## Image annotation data
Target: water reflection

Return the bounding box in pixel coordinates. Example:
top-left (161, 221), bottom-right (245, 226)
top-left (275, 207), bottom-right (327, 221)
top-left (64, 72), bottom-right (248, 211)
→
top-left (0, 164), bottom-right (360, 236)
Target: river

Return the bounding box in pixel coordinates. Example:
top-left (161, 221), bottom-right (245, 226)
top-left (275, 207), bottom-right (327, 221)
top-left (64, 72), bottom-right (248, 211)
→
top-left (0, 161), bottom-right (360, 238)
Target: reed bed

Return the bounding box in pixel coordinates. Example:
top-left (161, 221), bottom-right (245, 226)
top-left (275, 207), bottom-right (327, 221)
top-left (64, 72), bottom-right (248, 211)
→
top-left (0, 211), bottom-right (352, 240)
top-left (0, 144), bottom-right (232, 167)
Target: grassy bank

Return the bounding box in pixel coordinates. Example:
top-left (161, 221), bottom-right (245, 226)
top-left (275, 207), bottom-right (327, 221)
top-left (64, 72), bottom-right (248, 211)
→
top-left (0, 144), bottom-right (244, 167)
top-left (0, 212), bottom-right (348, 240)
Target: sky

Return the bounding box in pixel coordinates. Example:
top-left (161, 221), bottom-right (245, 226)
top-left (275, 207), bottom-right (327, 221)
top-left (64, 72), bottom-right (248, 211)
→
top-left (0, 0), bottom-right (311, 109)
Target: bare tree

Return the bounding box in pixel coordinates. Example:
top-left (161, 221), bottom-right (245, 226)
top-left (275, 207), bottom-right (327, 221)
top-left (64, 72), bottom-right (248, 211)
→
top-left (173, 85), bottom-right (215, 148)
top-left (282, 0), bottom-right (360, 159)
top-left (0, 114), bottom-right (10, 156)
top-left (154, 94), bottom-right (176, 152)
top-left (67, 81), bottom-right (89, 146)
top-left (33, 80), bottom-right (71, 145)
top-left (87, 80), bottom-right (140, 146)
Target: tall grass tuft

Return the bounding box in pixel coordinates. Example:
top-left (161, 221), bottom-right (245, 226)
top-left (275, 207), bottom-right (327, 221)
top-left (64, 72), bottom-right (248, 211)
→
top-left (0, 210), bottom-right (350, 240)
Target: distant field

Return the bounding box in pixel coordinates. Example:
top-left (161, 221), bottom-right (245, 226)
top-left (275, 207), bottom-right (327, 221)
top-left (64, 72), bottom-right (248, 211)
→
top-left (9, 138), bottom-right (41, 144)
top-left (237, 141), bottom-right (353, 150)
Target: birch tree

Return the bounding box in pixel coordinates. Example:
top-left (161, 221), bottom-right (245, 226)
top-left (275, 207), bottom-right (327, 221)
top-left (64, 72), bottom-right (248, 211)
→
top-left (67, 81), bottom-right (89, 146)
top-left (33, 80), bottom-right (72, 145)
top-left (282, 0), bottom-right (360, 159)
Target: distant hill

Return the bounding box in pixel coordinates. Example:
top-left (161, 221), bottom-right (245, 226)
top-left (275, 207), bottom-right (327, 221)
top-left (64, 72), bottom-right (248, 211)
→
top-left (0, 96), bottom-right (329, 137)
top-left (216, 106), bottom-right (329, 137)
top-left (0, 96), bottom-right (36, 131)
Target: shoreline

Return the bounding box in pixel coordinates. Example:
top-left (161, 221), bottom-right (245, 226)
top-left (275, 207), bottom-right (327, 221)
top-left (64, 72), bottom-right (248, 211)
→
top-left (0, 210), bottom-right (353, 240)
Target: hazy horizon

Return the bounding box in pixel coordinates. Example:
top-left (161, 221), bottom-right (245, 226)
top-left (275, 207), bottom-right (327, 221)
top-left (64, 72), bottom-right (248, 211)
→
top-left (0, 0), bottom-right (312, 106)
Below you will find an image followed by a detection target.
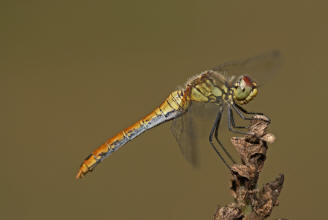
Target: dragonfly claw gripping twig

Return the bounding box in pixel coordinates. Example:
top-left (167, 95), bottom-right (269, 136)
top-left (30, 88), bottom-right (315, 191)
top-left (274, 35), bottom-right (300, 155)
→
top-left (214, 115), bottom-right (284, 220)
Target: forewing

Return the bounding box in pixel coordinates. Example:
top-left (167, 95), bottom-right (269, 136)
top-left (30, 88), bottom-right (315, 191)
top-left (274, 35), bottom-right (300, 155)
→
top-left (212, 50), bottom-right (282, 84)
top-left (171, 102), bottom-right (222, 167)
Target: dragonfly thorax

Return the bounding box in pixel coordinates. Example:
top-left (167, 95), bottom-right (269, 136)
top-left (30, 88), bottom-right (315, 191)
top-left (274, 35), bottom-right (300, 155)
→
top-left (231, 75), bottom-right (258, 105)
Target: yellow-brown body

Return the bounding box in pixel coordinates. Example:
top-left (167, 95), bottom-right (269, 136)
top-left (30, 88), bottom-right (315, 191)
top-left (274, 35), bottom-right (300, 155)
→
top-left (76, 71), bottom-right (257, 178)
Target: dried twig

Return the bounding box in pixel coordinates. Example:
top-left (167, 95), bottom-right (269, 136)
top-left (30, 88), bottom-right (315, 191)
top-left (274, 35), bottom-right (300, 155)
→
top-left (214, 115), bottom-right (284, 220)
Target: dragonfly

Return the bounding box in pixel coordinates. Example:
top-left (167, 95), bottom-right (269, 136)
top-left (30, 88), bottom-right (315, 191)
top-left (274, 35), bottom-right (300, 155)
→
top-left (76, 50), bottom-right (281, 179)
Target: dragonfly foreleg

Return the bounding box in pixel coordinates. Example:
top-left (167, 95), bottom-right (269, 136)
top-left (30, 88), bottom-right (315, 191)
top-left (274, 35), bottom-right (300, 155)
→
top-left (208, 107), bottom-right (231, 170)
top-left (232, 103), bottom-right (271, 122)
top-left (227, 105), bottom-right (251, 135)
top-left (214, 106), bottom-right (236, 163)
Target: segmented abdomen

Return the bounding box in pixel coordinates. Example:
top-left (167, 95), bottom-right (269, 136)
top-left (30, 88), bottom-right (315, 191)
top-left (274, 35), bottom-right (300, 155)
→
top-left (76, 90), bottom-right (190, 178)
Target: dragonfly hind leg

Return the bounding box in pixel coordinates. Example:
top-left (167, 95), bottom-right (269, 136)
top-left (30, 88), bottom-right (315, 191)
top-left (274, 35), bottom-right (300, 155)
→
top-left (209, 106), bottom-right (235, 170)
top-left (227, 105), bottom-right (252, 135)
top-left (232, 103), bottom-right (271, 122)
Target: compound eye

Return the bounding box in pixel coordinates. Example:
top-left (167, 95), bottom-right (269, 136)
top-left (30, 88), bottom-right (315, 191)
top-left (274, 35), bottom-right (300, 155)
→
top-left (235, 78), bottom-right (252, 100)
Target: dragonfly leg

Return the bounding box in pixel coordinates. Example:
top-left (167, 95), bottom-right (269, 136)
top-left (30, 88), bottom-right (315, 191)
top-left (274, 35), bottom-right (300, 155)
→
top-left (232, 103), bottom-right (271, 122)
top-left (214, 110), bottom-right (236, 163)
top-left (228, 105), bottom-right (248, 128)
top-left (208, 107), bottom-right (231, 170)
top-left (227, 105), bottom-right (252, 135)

## Exercise
Start at the line containing "Target: yellow-brown body" and end after the line containing "top-left (76, 71), bottom-right (257, 178)". Output those lines as a Markdown table with the columns Row and Line, skipping blank lines.

## Expected answer
| Row | Line |
|---|---|
| 1 | Target: yellow-brown body |
| 2 | Return the bounding box in pixel coordinates. Example: |
| 3 | top-left (167, 95), bottom-right (269, 136) |
| 4 | top-left (30, 88), bottom-right (315, 191) |
| 5 | top-left (274, 35), bottom-right (300, 155) |
| 6 | → |
| 7 | top-left (76, 71), bottom-right (257, 178) |